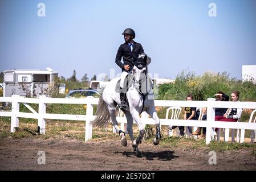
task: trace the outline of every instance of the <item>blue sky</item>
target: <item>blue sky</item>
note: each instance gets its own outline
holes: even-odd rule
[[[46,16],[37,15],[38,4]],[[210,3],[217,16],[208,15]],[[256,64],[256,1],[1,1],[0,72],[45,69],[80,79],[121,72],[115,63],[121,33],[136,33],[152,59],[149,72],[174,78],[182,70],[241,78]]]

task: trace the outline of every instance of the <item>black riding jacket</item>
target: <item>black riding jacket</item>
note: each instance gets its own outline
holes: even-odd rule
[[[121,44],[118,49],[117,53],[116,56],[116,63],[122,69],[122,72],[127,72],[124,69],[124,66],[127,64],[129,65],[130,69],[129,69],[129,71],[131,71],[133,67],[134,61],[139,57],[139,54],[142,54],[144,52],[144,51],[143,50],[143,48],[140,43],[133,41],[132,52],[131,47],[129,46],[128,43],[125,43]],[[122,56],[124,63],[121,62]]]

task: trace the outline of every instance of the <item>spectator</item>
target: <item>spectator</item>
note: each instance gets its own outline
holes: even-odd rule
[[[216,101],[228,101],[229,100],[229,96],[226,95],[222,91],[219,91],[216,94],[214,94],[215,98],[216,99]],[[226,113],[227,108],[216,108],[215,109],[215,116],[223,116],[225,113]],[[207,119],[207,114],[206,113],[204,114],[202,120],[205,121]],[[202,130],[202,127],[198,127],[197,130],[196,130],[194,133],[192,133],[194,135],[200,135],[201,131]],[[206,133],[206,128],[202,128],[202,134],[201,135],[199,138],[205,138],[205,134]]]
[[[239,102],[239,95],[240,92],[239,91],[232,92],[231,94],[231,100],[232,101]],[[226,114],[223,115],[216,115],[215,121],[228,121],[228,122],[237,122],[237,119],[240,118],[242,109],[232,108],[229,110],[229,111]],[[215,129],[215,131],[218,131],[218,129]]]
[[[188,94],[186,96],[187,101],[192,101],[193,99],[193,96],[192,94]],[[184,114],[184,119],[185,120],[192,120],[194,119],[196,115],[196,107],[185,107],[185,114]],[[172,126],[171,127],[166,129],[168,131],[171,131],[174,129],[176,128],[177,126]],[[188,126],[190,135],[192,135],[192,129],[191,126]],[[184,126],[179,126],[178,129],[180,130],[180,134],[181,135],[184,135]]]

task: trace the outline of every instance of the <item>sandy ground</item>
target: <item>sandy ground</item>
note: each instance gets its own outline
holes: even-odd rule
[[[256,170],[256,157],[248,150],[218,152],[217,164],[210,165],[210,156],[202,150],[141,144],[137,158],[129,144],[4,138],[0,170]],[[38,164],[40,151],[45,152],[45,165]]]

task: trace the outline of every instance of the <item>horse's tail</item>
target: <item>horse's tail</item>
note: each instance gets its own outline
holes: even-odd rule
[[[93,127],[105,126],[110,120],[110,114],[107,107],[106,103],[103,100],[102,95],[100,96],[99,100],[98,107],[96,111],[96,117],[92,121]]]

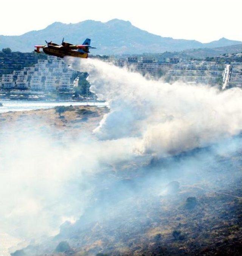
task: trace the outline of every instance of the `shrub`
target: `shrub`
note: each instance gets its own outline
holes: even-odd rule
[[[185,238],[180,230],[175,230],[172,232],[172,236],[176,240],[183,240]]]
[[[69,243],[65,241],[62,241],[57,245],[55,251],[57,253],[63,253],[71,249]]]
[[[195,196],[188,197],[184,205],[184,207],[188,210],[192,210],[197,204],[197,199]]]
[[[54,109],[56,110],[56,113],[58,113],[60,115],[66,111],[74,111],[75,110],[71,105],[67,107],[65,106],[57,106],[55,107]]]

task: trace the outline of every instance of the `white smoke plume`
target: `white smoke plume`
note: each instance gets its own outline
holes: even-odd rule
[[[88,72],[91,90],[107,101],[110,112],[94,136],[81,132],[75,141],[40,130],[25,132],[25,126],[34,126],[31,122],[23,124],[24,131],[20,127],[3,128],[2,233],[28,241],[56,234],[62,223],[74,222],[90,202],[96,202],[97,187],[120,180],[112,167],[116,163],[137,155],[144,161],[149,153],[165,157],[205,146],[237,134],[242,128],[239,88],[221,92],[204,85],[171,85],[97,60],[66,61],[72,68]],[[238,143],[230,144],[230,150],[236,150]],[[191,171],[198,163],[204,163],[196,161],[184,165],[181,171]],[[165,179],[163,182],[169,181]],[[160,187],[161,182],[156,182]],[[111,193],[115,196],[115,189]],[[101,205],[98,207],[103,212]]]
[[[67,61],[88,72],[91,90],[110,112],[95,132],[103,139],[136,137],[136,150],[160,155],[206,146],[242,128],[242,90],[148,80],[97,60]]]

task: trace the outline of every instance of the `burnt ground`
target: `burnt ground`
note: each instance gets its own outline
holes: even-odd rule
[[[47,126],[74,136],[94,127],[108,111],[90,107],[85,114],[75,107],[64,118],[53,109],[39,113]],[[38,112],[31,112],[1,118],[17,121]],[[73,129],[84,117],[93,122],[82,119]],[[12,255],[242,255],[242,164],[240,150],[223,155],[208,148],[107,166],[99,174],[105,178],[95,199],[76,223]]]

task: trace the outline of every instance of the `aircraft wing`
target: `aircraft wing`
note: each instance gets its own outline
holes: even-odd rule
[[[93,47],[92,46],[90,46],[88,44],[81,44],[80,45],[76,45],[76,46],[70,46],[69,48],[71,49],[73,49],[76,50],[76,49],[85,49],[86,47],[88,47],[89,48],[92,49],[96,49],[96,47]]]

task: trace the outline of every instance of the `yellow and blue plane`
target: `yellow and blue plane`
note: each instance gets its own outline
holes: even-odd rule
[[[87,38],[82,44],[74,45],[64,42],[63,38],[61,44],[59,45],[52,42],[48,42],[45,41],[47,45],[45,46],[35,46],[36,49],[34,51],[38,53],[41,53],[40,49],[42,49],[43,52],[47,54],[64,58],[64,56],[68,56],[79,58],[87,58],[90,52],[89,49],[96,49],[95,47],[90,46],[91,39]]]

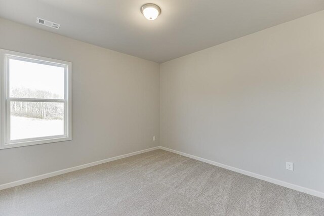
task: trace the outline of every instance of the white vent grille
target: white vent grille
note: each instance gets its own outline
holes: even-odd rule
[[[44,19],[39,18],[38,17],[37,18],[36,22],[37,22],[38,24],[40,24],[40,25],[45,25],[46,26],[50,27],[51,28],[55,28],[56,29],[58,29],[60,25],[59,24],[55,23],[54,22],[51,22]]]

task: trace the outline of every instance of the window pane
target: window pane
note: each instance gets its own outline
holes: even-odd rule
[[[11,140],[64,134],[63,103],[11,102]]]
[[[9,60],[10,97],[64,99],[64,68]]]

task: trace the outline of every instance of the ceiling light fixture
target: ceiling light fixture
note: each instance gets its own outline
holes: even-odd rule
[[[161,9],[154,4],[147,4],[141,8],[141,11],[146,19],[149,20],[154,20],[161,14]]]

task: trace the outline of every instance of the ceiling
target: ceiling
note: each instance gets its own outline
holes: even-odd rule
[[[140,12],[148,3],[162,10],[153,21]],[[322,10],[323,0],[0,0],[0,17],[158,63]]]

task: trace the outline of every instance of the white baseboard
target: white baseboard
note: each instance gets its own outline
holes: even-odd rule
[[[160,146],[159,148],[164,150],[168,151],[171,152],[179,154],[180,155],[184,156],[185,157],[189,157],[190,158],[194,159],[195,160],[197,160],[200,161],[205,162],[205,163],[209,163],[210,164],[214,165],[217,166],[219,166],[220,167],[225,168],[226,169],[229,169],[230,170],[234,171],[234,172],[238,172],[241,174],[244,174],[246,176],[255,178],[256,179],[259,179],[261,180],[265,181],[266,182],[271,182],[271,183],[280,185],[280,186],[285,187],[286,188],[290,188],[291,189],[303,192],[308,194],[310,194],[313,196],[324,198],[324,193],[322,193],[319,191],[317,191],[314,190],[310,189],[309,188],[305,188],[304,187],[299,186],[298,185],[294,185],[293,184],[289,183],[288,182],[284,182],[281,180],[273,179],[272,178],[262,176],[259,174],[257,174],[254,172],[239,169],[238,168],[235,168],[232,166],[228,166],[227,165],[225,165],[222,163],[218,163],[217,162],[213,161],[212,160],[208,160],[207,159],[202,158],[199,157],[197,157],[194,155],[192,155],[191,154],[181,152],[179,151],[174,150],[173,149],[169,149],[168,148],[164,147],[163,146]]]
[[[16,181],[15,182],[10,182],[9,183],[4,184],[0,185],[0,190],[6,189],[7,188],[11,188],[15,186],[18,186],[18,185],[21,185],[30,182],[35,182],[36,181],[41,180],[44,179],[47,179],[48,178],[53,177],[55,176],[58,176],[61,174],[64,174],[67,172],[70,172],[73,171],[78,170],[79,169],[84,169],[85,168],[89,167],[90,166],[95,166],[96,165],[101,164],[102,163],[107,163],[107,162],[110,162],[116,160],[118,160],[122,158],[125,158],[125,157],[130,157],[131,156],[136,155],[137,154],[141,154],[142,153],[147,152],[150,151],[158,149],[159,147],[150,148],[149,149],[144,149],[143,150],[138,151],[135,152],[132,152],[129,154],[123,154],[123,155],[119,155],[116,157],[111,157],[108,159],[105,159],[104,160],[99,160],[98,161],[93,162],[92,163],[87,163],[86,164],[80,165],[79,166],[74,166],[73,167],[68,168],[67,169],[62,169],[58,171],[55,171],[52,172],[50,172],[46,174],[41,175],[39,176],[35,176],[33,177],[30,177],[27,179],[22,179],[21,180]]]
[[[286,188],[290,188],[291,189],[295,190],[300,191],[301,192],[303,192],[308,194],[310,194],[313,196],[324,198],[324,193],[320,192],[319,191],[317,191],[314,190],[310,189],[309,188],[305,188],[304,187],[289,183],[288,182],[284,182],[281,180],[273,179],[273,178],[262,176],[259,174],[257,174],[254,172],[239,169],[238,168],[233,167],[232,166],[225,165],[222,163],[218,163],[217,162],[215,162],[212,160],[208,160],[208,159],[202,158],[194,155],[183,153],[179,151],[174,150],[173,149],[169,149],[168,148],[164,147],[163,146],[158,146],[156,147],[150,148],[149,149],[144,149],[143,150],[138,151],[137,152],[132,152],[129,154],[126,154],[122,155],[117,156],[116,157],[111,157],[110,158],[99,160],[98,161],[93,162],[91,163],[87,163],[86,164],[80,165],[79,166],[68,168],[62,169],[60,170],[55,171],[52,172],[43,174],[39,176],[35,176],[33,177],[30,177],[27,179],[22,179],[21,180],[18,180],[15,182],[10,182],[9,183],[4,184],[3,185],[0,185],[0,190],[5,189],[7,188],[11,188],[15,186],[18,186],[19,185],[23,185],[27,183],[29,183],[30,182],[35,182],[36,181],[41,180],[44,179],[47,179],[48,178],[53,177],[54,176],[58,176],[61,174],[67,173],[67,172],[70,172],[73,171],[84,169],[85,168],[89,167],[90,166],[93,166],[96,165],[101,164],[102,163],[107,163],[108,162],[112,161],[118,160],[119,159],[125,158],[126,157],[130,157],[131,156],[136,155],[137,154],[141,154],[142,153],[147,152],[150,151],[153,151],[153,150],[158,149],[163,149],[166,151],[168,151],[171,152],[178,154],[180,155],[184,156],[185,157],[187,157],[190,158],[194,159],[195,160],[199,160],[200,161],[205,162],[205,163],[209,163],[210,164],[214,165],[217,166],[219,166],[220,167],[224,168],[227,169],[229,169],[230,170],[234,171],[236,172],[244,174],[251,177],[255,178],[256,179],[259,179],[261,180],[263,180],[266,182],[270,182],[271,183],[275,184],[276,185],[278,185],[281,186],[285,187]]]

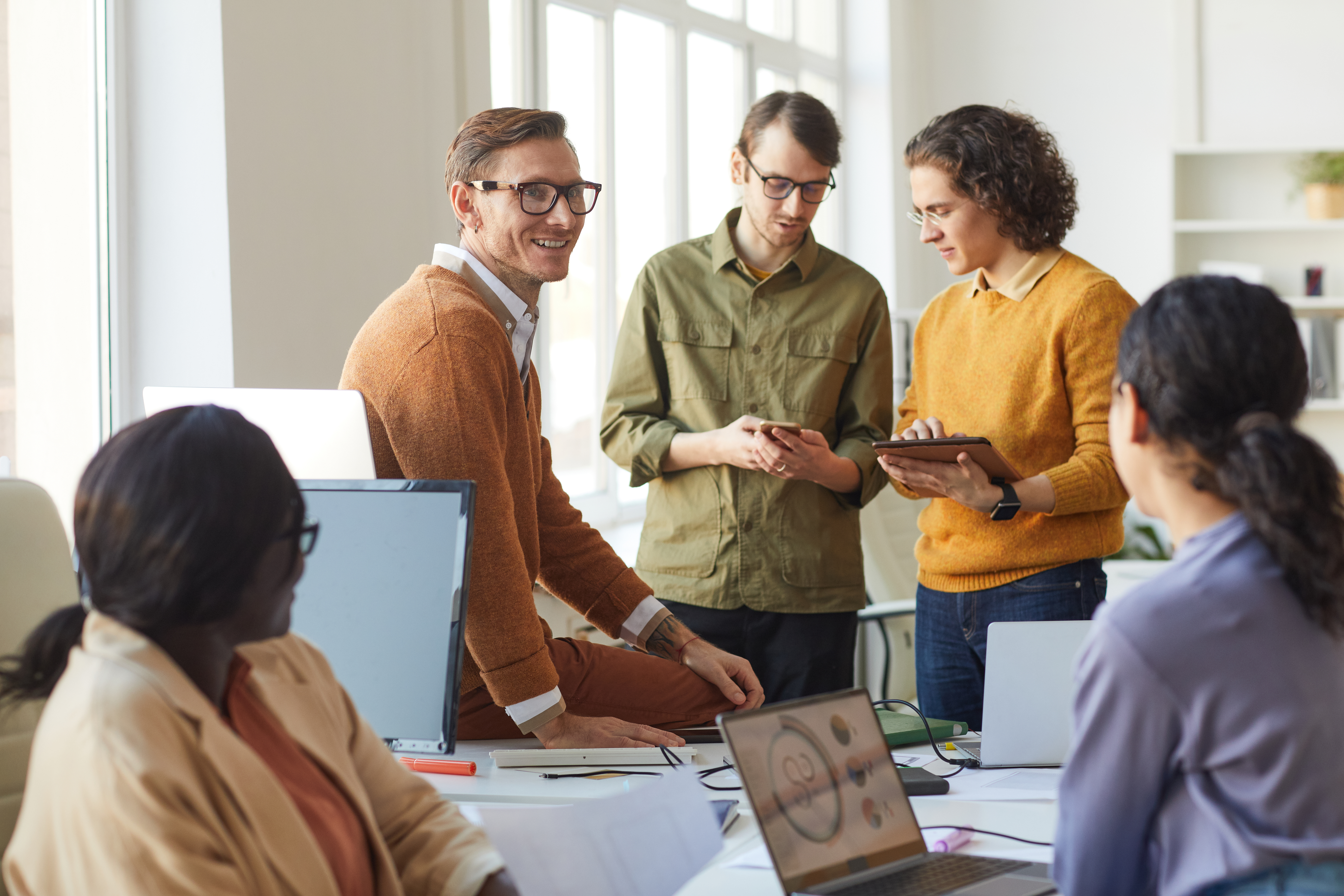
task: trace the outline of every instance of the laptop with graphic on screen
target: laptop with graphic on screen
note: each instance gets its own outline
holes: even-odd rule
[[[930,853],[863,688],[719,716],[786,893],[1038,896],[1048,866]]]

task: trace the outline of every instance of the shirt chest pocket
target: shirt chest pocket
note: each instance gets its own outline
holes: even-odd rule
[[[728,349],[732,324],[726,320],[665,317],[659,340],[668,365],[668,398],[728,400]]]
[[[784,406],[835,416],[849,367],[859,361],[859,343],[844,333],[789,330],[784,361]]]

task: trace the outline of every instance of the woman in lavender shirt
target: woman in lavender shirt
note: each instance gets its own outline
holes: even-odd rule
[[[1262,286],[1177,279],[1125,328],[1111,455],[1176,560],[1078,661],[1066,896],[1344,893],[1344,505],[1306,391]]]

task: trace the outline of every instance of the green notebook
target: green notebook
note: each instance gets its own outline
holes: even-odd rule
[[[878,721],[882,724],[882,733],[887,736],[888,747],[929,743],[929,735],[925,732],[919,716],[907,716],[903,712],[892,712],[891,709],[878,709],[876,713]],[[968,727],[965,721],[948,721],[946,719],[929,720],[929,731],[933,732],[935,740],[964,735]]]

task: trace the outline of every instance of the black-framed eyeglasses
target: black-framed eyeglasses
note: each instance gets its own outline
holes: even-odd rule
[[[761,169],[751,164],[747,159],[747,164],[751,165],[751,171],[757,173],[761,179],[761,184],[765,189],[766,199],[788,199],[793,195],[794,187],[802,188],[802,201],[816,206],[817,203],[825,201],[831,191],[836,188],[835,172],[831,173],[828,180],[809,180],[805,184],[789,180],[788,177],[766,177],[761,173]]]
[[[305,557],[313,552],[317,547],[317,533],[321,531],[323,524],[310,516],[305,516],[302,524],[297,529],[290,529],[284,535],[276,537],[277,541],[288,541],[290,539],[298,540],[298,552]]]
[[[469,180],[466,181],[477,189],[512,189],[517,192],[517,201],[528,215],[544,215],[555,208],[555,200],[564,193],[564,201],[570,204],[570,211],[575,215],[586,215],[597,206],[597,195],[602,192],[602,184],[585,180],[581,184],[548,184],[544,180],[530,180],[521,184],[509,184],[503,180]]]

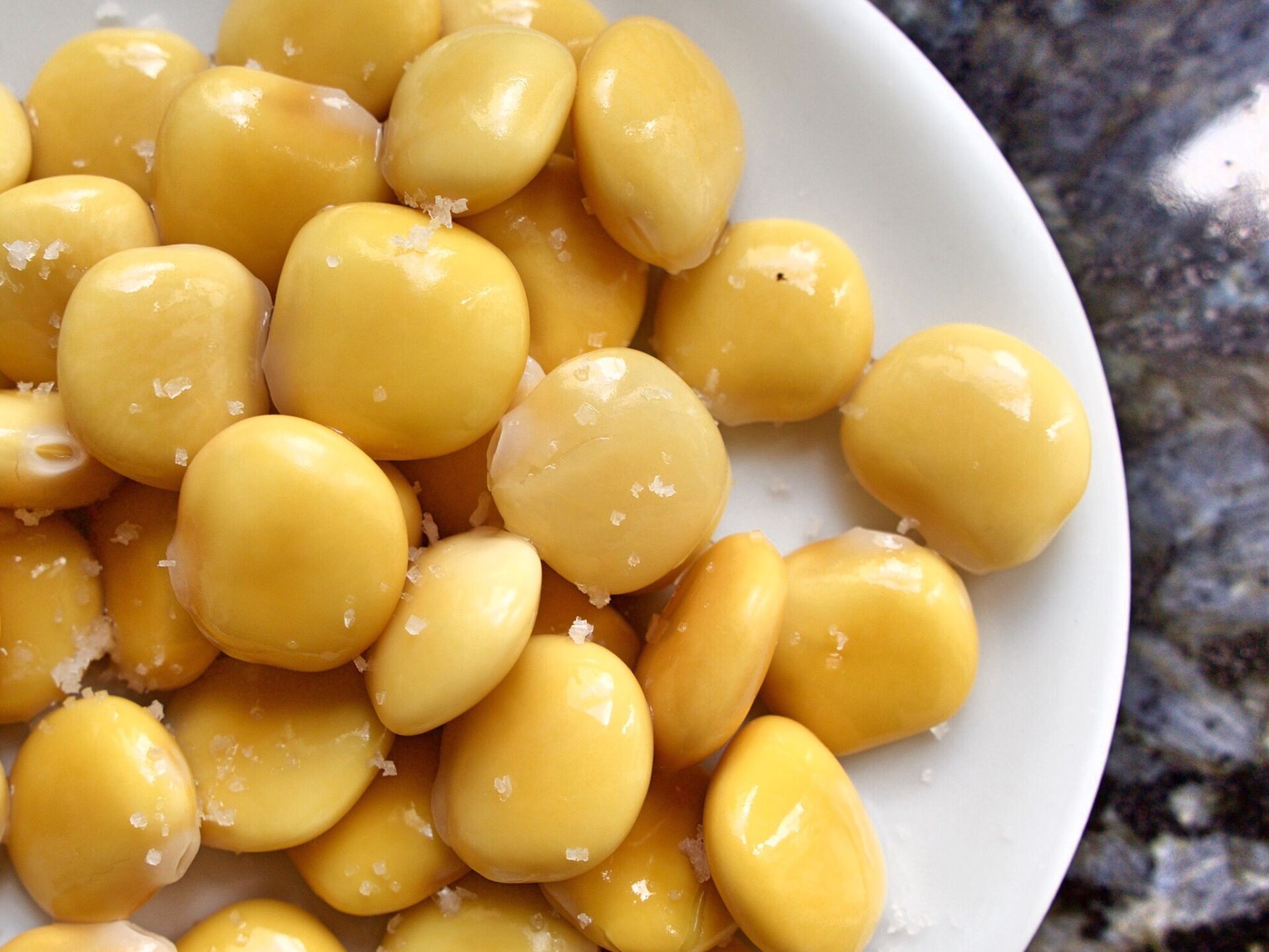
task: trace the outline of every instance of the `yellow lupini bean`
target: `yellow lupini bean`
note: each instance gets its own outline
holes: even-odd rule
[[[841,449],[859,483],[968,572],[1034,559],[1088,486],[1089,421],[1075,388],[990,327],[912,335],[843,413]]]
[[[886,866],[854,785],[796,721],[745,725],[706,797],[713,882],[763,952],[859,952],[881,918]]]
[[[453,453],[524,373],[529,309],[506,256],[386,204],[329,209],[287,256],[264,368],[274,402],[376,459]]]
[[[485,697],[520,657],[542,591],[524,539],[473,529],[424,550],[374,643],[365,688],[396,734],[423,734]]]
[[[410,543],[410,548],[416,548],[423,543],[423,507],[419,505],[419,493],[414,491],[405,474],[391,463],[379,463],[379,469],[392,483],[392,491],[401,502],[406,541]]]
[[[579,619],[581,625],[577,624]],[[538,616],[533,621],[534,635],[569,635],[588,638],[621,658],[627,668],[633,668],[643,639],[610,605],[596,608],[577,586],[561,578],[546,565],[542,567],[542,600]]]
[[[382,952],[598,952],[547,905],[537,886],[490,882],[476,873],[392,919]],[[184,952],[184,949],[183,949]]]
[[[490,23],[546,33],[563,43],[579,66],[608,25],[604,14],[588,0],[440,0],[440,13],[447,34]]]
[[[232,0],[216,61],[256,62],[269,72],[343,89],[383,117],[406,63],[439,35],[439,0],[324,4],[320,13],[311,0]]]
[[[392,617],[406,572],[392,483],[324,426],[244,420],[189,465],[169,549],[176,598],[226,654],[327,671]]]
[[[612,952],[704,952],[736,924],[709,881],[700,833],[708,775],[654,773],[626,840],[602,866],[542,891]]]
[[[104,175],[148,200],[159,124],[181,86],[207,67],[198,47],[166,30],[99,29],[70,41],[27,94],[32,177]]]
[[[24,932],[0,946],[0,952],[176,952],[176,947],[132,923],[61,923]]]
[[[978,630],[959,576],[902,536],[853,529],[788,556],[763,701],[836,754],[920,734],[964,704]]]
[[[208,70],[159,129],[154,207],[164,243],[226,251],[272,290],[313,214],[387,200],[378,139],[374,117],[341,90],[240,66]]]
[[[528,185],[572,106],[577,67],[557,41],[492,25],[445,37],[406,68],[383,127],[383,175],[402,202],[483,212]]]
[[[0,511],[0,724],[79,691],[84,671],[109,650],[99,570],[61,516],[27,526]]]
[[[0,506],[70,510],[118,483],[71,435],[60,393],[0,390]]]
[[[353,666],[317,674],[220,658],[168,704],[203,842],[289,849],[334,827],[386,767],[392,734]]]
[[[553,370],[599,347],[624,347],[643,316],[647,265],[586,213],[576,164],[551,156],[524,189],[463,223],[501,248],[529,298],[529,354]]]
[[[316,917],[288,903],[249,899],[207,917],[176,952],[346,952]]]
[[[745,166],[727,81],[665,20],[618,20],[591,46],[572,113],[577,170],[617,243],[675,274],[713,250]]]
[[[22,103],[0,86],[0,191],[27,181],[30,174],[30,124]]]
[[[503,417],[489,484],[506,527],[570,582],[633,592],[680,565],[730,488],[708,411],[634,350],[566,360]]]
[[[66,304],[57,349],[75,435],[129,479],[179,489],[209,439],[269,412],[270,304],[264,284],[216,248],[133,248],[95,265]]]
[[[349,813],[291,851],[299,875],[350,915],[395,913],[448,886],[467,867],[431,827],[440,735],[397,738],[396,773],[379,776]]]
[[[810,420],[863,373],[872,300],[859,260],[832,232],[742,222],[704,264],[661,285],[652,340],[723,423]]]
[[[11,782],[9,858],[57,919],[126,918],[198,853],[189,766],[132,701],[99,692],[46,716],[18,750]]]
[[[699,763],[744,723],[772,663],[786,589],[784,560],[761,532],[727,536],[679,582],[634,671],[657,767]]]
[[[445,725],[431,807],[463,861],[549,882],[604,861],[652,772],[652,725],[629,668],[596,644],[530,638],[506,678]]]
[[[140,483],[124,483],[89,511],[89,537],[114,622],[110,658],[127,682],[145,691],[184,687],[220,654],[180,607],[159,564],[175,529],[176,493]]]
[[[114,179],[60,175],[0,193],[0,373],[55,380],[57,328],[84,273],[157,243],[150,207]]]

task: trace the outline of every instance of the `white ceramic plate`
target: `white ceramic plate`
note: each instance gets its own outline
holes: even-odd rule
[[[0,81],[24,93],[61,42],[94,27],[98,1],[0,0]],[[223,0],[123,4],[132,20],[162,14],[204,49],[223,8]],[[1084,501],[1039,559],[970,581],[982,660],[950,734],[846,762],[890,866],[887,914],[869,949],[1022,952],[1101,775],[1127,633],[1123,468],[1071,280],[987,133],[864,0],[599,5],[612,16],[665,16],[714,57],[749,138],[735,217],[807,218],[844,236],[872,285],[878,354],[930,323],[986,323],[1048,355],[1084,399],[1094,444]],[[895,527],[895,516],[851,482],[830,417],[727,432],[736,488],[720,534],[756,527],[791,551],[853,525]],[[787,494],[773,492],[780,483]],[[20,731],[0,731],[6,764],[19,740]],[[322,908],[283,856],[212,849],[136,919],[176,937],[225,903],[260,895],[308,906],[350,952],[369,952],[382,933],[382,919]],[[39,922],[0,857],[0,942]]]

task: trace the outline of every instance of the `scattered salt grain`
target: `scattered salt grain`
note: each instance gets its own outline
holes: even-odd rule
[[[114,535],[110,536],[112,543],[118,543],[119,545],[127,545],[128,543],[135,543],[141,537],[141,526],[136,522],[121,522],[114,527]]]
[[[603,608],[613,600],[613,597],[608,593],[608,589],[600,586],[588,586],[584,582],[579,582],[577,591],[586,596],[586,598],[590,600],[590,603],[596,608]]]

WHAT IS REQUIRED =>
Identify every line above that contains the string "jacket", and copy each one. Matching is case-sensitive.

SOLUTION FOR THIS EXERCISE =>
task: trace the outline of every instance of the <item>black riding jacket</item>
target: <item>black riding jacket</item>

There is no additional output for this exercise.